### Assignment
From the first line of the records below through the line with "Target: open book", output each line exactly; skip the pictures.

### Record excerpts
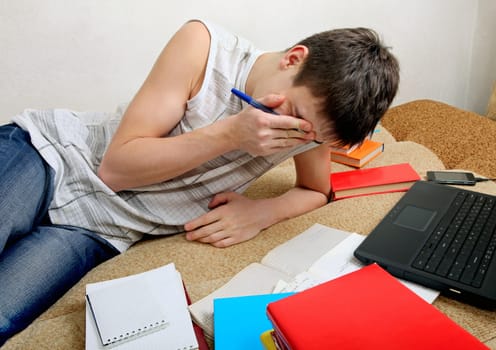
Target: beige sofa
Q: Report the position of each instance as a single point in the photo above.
(427, 134)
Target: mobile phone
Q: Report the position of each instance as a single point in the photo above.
(451, 177)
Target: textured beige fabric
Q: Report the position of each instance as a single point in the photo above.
(491, 106)
(205, 268)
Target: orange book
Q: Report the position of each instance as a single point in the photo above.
(383, 179)
(361, 155)
(365, 309)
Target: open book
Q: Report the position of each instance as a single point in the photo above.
(318, 254)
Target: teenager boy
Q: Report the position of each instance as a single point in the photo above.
(78, 188)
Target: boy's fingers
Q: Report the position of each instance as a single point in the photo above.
(290, 123)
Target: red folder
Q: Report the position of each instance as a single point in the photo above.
(366, 309)
(383, 179)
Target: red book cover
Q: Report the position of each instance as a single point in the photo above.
(383, 179)
(365, 309)
(361, 155)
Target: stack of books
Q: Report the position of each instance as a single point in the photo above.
(357, 156)
(365, 309)
(360, 182)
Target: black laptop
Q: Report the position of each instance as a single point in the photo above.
(442, 237)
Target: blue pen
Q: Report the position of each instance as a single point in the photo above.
(252, 102)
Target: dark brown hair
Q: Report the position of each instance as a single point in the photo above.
(356, 77)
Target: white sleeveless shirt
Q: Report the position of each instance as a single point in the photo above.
(73, 144)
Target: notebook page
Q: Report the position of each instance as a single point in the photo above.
(128, 308)
(178, 333)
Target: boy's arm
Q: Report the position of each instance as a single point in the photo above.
(140, 155)
(235, 218)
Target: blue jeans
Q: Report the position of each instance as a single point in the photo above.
(39, 261)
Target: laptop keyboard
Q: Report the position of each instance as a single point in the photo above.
(463, 244)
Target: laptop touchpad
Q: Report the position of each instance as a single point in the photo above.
(415, 218)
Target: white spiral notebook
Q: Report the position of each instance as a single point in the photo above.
(143, 311)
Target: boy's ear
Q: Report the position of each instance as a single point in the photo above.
(294, 57)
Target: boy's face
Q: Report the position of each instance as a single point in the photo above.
(301, 103)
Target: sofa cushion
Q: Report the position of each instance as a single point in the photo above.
(461, 139)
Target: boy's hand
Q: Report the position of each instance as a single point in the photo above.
(233, 219)
(262, 134)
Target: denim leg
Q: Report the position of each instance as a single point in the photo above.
(25, 185)
(39, 268)
(39, 262)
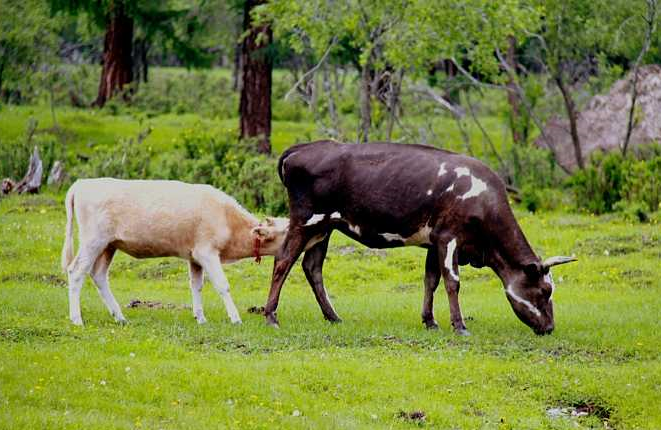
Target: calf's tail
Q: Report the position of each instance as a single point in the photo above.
(67, 249)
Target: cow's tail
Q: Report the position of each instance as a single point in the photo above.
(67, 249)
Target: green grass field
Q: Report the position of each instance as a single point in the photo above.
(163, 371)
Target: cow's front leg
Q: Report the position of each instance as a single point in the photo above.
(313, 262)
(284, 260)
(450, 269)
(432, 278)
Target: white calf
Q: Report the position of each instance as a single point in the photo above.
(148, 219)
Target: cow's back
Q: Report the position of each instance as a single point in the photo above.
(388, 183)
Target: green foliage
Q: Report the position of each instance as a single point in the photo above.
(612, 182)
(27, 41)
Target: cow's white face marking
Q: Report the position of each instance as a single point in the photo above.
(449, 259)
(510, 292)
(462, 171)
(314, 219)
(549, 280)
(478, 186)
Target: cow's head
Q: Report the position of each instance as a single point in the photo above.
(270, 235)
(530, 293)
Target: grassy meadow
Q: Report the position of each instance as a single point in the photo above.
(378, 369)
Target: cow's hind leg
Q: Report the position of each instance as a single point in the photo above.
(196, 275)
(313, 262)
(432, 278)
(447, 252)
(210, 262)
(79, 267)
(100, 277)
(284, 260)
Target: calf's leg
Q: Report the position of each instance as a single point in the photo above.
(210, 262)
(196, 275)
(284, 260)
(447, 252)
(100, 277)
(432, 278)
(82, 264)
(313, 262)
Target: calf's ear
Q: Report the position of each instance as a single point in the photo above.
(554, 261)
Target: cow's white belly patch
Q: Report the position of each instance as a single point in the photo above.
(449, 259)
(421, 237)
(314, 219)
(478, 186)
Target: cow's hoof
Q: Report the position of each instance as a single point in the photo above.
(431, 325)
(272, 320)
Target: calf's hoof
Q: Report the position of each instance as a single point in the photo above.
(272, 320)
(462, 332)
(431, 325)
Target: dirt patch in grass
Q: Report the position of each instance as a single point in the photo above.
(638, 278)
(587, 411)
(27, 334)
(149, 304)
(415, 417)
(161, 270)
(618, 245)
(41, 278)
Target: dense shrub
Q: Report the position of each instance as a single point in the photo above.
(612, 182)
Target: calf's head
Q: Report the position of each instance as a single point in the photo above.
(270, 235)
(530, 292)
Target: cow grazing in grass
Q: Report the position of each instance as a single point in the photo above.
(147, 219)
(388, 195)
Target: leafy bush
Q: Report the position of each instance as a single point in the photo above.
(612, 182)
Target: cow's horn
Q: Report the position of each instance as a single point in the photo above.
(554, 261)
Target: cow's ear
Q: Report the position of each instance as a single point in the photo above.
(533, 269)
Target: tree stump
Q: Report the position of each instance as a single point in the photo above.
(31, 182)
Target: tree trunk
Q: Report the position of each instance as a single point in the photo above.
(512, 95)
(117, 55)
(571, 114)
(365, 102)
(257, 65)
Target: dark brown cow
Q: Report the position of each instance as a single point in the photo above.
(387, 195)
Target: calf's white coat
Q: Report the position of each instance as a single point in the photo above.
(147, 219)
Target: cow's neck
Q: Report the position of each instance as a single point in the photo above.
(509, 257)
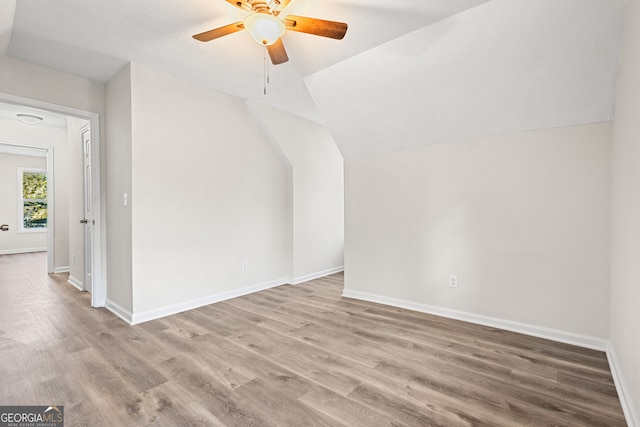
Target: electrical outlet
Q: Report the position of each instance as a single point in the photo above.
(453, 281)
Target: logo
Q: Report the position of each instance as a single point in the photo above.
(31, 416)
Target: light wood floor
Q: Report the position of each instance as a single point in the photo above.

### Result of this task
Target: beige sofa
Q: Report the position of each instance as a single point in the photo above.
(427, 134)
Target: mobile phone
Q: Report the position of each instance as a single point in the photo above.
(451, 177)
Target: textured beige fabric
Q: Report the position of each instance as a single point in the photo above.
(491, 106)
(205, 268)
Target: orange book
Q: Report the position of each instance as a single point in the photo above.
(383, 179)
(361, 155)
(365, 309)
Target: open book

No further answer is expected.